Requirements -
Put the data below into a Markdown table with two columns, Row and Line, giving each line its row number. Include only the lines from the one containing "Inventory check — is any blue" up to and including the one containing "[[828, 237, 843, 283]]", and leave out any blank lines.

Entries shown -
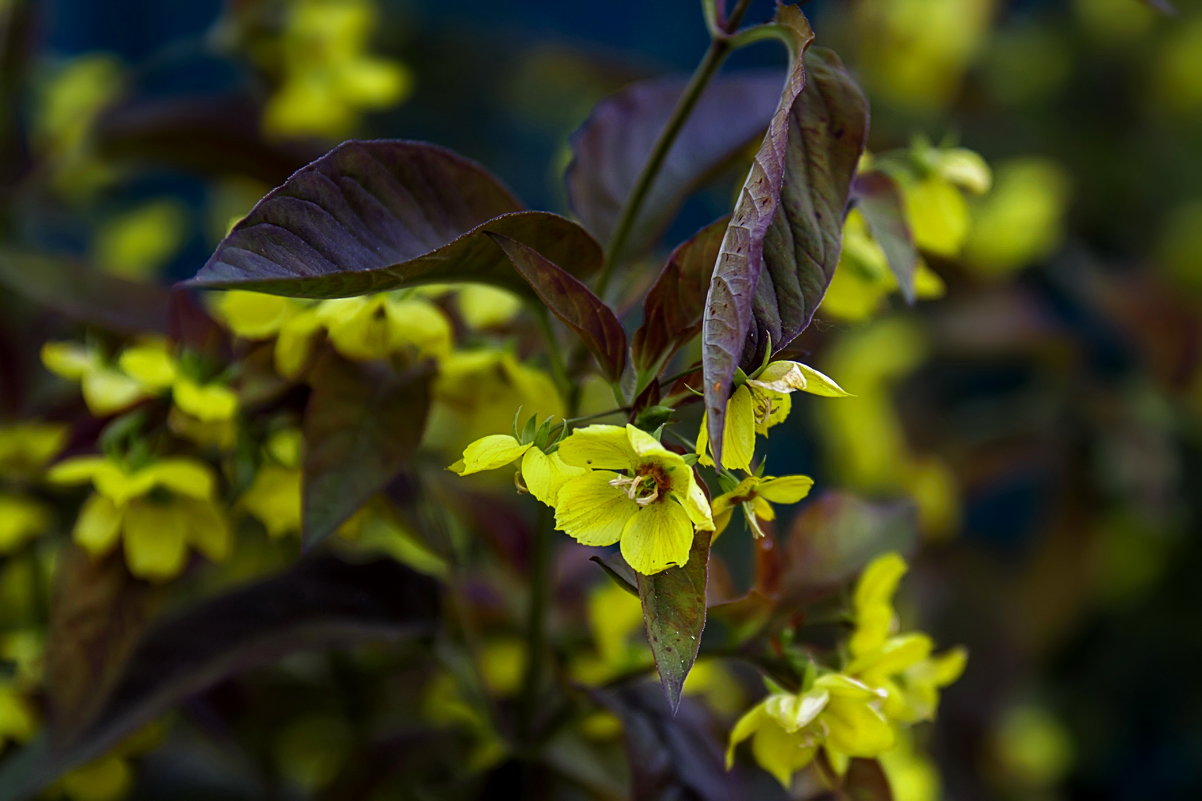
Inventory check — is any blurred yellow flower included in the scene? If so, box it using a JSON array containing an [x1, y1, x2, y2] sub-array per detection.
[[714, 475, 814, 538], [47, 456, 231, 581], [697, 361, 851, 470], [726, 672, 894, 789]]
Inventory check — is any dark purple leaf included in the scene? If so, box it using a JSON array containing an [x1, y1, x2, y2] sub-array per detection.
[[597, 683, 743, 801], [0, 557, 439, 801], [46, 546, 162, 742], [302, 352, 432, 547], [488, 233, 626, 381], [0, 250, 169, 333], [191, 141, 601, 297], [638, 532, 710, 711], [566, 71, 783, 255], [631, 218, 730, 373], [702, 6, 868, 456], [852, 171, 918, 303]]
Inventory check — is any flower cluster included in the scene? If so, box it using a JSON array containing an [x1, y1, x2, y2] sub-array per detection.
[[726, 553, 966, 787]]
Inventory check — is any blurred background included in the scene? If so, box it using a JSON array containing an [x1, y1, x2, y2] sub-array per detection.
[[0, 0, 1202, 801]]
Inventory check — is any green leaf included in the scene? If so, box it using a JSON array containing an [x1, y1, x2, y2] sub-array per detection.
[[631, 218, 730, 373], [302, 351, 433, 547], [0, 249, 171, 334], [488, 233, 626, 381], [702, 6, 868, 457], [565, 71, 781, 256], [637, 532, 710, 711], [190, 141, 601, 298], [0, 557, 439, 801], [853, 171, 918, 303]]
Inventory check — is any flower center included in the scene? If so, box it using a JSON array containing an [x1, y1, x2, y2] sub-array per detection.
[[609, 463, 671, 506]]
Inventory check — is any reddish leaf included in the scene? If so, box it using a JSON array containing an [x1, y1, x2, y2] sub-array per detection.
[[302, 352, 432, 547], [631, 218, 728, 374], [702, 6, 868, 456], [488, 233, 626, 381], [565, 71, 781, 255], [191, 141, 601, 297], [637, 532, 710, 711]]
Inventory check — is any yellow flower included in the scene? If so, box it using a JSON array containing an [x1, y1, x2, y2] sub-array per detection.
[[447, 434, 585, 506], [0, 493, 50, 553], [726, 672, 894, 789], [0, 420, 71, 479], [47, 456, 231, 581], [697, 361, 851, 470], [214, 291, 452, 379], [714, 475, 814, 536], [42, 342, 147, 417], [844, 553, 968, 724], [555, 425, 714, 575]]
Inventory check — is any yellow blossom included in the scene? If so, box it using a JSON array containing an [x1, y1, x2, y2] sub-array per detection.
[[47, 456, 231, 581], [697, 361, 851, 470], [714, 475, 814, 536], [555, 425, 714, 575], [844, 553, 968, 724], [726, 672, 894, 789], [447, 434, 585, 506]]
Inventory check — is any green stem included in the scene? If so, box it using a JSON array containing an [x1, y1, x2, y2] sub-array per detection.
[[522, 509, 552, 742], [597, 32, 746, 297]]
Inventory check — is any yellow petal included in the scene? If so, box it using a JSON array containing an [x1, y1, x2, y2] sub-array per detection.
[[852, 552, 906, 610], [61, 755, 133, 801], [42, 342, 100, 381], [117, 342, 177, 392], [559, 425, 637, 470], [756, 475, 814, 504], [722, 386, 755, 470], [522, 447, 585, 506], [124, 500, 188, 581], [172, 379, 238, 422], [764, 689, 831, 734], [138, 458, 214, 500], [621, 498, 694, 576], [81, 367, 148, 417], [46, 456, 115, 485], [450, 434, 530, 475], [822, 695, 894, 758], [726, 704, 772, 770], [751, 723, 816, 790], [385, 299, 452, 358], [238, 464, 301, 539], [175, 498, 232, 562], [555, 470, 634, 545], [672, 464, 714, 532], [72, 492, 123, 556]]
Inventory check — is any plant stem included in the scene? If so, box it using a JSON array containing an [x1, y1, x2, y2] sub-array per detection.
[[522, 509, 553, 742], [597, 32, 748, 298]]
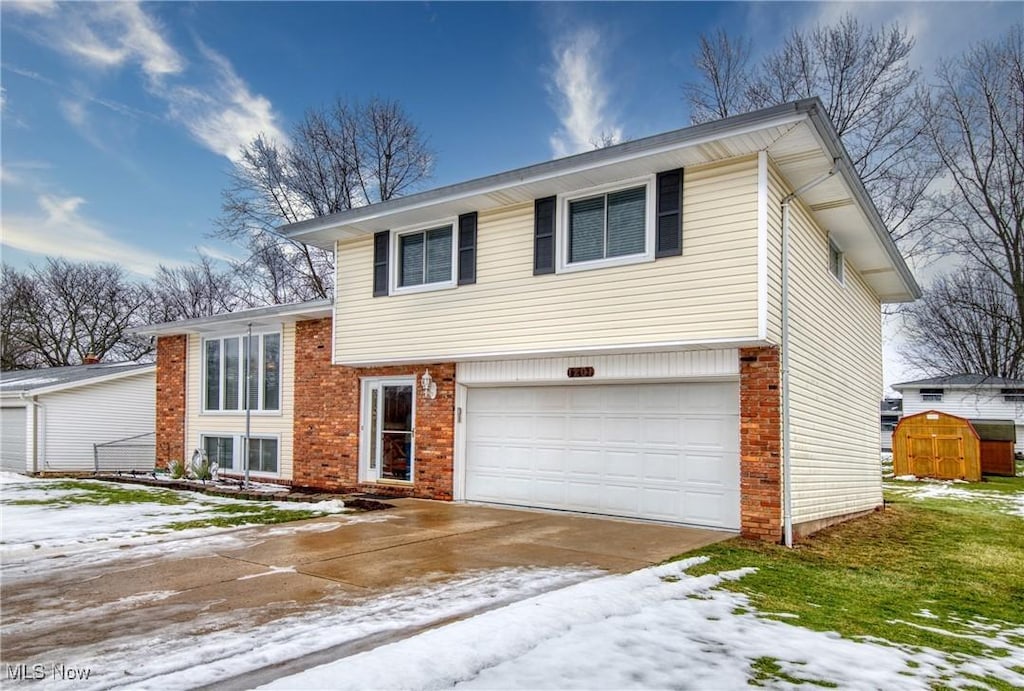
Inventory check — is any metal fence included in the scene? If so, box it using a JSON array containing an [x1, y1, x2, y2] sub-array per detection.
[[92, 432, 157, 473]]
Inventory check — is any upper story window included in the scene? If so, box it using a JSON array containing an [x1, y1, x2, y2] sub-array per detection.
[[393, 223, 457, 293], [203, 334, 281, 412], [828, 237, 843, 282], [558, 178, 654, 271], [999, 389, 1024, 403]]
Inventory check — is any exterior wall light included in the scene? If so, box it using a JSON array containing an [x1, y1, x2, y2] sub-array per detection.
[[420, 370, 437, 399]]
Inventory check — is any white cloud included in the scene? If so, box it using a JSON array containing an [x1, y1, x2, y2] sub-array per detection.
[[4, 2, 286, 163], [48, 2, 185, 79], [0, 195, 178, 276], [166, 44, 287, 163], [550, 28, 623, 158]]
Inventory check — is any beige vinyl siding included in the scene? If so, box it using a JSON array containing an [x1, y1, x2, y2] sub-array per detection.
[[770, 167, 883, 524], [30, 372, 157, 472], [335, 158, 758, 363], [185, 323, 295, 480]]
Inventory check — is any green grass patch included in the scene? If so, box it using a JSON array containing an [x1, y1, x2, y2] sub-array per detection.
[[4, 480, 187, 507], [748, 657, 839, 689], [166, 504, 329, 530], [686, 489, 1024, 656]]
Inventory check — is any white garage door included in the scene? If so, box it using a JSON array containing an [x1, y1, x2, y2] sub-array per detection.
[[0, 407, 26, 473], [466, 382, 739, 529]]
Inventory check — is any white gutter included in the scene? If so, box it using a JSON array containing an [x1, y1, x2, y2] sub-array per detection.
[[780, 159, 842, 547]]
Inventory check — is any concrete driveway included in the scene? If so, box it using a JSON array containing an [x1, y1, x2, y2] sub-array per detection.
[[2, 500, 732, 686]]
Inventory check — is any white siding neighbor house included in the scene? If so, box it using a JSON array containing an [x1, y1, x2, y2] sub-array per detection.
[[893, 375, 1024, 454], [0, 362, 157, 473]]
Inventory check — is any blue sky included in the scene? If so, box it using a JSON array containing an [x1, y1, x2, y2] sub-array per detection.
[[0, 2, 1022, 276]]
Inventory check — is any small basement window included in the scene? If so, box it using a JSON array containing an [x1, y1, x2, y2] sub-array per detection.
[[828, 237, 843, 283]]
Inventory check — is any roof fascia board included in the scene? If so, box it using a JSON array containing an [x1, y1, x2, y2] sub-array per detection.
[[798, 98, 922, 300], [136, 298, 334, 336], [0, 364, 157, 398]]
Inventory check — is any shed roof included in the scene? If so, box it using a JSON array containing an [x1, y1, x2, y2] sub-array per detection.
[[892, 374, 1024, 391], [971, 420, 1017, 442], [0, 362, 157, 398]]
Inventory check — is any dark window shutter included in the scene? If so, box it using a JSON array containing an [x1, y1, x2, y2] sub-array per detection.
[[374, 230, 391, 298], [654, 168, 683, 257], [459, 211, 476, 286], [534, 197, 556, 275]]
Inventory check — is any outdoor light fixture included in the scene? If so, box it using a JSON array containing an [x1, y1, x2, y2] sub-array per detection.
[[420, 370, 437, 398]]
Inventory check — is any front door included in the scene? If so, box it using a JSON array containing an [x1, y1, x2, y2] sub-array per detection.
[[360, 380, 416, 482]]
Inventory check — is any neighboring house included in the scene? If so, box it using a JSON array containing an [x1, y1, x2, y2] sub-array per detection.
[[0, 362, 157, 473], [879, 398, 903, 451], [138, 99, 920, 541], [892, 375, 1024, 452]]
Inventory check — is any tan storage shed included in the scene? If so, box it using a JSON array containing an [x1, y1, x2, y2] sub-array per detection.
[[893, 411, 981, 482]]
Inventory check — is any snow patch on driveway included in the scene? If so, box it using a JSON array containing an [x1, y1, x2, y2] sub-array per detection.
[[262, 558, 1024, 690]]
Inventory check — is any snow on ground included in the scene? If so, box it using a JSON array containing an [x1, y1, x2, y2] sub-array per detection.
[[48, 567, 600, 691], [262, 558, 1024, 689], [884, 475, 1024, 517], [0, 472, 376, 578]]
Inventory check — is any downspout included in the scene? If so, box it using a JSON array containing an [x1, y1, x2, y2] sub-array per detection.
[[780, 159, 842, 547], [18, 391, 46, 473]]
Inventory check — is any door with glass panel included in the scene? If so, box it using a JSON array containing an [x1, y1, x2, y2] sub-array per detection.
[[362, 380, 416, 482]]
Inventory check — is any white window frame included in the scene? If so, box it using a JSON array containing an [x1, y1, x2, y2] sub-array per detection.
[[555, 175, 657, 273], [197, 432, 239, 473], [199, 432, 281, 478], [388, 218, 459, 295], [826, 233, 846, 286], [200, 329, 285, 415]]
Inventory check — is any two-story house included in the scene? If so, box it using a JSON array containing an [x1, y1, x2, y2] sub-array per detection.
[[138, 99, 919, 542], [892, 375, 1024, 454]]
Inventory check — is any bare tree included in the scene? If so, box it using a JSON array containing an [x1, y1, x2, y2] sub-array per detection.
[[218, 99, 432, 303], [3, 259, 153, 366], [686, 14, 936, 253], [148, 256, 241, 322], [920, 25, 1024, 337], [902, 268, 1024, 379], [684, 29, 751, 123]]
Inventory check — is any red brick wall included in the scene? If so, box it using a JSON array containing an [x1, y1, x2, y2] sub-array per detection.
[[739, 347, 782, 543], [157, 334, 188, 467], [292, 318, 455, 500]]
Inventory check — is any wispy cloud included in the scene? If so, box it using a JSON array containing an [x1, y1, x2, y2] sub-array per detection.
[[549, 27, 623, 158], [4, 2, 286, 162], [167, 43, 286, 163], [0, 195, 178, 276]]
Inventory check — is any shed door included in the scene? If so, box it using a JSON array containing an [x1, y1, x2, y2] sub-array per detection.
[[466, 382, 739, 529], [0, 407, 28, 473]]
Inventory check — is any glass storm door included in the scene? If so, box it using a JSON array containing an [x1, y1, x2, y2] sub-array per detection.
[[362, 382, 414, 482]]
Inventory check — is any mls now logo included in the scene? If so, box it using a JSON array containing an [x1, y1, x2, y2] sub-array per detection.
[[6, 664, 92, 682]]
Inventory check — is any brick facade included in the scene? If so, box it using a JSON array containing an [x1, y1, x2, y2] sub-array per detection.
[[157, 335, 188, 468], [292, 318, 455, 500], [739, 347, 782, 543]]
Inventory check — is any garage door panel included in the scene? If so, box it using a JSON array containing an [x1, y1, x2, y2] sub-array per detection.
[[466, 383, 739, 529]]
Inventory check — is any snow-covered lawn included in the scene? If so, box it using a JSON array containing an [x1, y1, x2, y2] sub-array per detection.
[[885, 475, 1024, 517], [262, 558, 1024, 689], [0, 472, 352, 578], [0, 466, 1024, 689]]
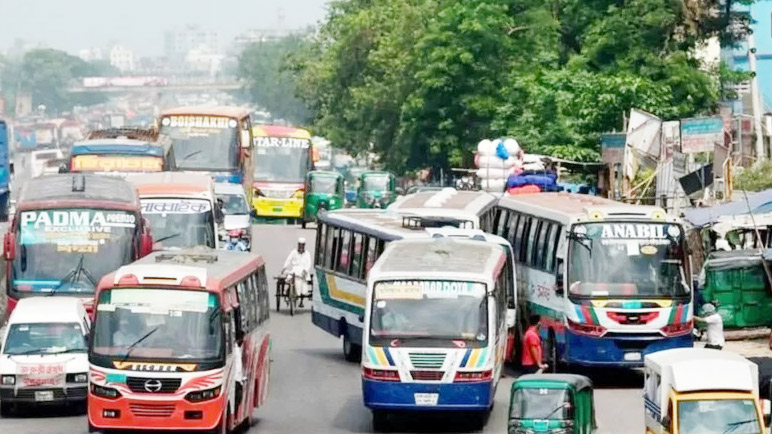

Exercise solution -
| Row | Line |
|---|---|
| 1 | Inventory check — is any blue sky included in the scene? If so, box it using a JSON array containing an [x1, y1, x2, y2] sub-array per detection. |
| 2 | [[0, 2, 1022, 276]] |
| 3 | Inventory check — is any small basement window included in the scene? If so, box it using a JSON array containing an [x1, y1, x2, y2] sub-array per detection. |
| 4 | [[828, 237, 843, 283]] |